-- begin --
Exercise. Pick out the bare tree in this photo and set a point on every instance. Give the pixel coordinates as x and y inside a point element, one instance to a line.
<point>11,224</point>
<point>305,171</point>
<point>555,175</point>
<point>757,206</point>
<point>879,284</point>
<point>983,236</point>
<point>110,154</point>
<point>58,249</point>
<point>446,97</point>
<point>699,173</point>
-- end --
## WHAT IS NEEDED
Express the rows above as a two-column CSV with the headers instruction and output, one line for each row. Put its text under instruction and its answer under output, each in a single quoted field with line breaks replaced by spaces.

## SOLUTION FOR THIS TASK
instruction,output
"Exercise. Pick out the bare tree in this photo and set a point on every instance. Give the pixel coordinates as x and y inside a point element, one instance to a line.","<point>11,224</point> <point>305,171</point> <point>555,175</point> <point>757,206</point> <point>879,284</point> <point>983,236</point> <point>110,154</point> <point>58,249</point> <point>446,97</point> <point>699,173</point>"